▶ Task prompt
Select every line of the entries that contains the string "between" and copy those lines.
-- Start of Task data --
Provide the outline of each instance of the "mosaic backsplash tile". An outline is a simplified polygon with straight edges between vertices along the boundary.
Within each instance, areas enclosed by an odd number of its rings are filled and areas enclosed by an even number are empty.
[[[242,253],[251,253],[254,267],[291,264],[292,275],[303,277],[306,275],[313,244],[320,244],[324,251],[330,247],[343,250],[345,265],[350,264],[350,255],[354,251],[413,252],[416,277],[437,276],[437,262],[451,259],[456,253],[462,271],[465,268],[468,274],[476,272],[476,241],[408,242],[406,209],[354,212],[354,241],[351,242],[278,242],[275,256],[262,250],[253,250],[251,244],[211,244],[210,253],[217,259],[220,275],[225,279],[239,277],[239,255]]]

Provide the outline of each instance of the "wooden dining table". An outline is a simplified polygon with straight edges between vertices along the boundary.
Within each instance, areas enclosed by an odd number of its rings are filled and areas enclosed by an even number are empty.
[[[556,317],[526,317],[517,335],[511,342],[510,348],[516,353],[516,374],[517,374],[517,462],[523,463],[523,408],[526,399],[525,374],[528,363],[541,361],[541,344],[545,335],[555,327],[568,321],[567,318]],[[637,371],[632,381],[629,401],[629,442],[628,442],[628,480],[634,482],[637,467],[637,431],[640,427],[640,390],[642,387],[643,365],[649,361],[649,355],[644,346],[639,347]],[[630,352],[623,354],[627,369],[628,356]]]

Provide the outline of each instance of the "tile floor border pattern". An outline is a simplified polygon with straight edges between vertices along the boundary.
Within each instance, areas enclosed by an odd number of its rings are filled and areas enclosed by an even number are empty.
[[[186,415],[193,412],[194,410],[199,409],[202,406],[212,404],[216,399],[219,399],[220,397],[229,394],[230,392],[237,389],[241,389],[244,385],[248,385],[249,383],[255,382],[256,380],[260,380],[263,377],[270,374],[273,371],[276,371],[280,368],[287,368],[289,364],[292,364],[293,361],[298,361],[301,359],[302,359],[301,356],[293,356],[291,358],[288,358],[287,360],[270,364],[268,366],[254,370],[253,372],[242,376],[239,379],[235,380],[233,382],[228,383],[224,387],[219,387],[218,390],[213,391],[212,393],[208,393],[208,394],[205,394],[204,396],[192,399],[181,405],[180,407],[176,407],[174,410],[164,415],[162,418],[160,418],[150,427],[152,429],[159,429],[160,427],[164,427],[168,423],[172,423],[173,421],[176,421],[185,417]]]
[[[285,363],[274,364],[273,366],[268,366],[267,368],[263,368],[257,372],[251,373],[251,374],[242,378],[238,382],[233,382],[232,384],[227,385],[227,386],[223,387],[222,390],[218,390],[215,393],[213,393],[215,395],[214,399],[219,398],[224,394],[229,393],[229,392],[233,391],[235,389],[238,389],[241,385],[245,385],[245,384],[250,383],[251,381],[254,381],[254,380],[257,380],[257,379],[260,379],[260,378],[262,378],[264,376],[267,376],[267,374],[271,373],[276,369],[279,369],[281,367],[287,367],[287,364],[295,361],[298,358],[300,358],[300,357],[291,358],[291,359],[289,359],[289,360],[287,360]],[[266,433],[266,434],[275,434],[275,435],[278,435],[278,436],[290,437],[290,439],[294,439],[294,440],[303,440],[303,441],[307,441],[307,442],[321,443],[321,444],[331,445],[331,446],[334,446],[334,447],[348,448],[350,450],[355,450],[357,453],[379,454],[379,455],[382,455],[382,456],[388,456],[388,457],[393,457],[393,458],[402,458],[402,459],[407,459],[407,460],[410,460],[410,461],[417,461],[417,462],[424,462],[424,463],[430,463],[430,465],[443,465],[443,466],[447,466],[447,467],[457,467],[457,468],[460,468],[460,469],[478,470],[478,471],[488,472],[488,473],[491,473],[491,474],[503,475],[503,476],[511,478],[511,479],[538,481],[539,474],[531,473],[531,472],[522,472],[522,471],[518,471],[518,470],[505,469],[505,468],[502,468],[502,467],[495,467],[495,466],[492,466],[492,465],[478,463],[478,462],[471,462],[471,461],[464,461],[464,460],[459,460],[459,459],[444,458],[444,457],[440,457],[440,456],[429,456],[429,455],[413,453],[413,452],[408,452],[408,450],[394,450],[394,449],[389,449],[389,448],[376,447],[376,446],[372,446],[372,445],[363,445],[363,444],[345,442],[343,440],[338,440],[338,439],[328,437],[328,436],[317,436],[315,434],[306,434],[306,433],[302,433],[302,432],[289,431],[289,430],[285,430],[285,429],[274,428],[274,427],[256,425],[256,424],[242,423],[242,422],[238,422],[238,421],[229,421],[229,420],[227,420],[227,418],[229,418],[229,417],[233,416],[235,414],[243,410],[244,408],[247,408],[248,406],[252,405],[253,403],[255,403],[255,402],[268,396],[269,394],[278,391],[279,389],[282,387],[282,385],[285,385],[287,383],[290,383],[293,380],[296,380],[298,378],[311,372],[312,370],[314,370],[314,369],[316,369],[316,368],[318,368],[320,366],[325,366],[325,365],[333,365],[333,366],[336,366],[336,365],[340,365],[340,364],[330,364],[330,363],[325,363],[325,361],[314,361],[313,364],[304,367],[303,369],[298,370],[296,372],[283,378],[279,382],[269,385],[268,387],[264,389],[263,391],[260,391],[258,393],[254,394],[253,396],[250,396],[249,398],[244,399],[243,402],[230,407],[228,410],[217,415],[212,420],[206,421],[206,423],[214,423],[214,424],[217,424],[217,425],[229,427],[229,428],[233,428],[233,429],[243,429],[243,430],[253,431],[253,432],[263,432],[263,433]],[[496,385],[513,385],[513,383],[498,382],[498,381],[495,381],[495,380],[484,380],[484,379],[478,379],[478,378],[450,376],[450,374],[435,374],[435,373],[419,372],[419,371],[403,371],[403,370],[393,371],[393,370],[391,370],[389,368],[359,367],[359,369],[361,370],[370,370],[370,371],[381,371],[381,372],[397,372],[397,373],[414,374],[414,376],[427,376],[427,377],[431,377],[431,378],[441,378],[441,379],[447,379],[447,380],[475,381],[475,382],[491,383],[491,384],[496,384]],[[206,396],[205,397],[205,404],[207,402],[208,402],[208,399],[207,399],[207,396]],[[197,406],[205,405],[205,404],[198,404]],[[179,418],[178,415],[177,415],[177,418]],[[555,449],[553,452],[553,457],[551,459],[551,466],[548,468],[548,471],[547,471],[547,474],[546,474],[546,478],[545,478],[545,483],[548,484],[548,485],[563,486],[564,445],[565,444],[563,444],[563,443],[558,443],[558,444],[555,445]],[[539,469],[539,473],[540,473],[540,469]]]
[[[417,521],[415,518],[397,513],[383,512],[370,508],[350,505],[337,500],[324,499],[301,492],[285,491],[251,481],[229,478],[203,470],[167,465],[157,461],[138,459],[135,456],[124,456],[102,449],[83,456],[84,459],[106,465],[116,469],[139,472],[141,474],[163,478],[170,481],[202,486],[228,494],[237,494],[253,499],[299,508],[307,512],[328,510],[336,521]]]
-- End of Task data --
▶ Problem solution
Provide the outline of each instance of the "mosaic backsplash tile". An outline is a simplified polygon with straight edges between vertices along the boundary.
Provide the outline of each instance of the "wooden dining table". An outline is a simplified polygon with straight edges between vertices along the boundary.
Provide the outline of each instance of the "tile floor border pattern". An outline is a simplified polygon with straight edges between vertices along the boundary.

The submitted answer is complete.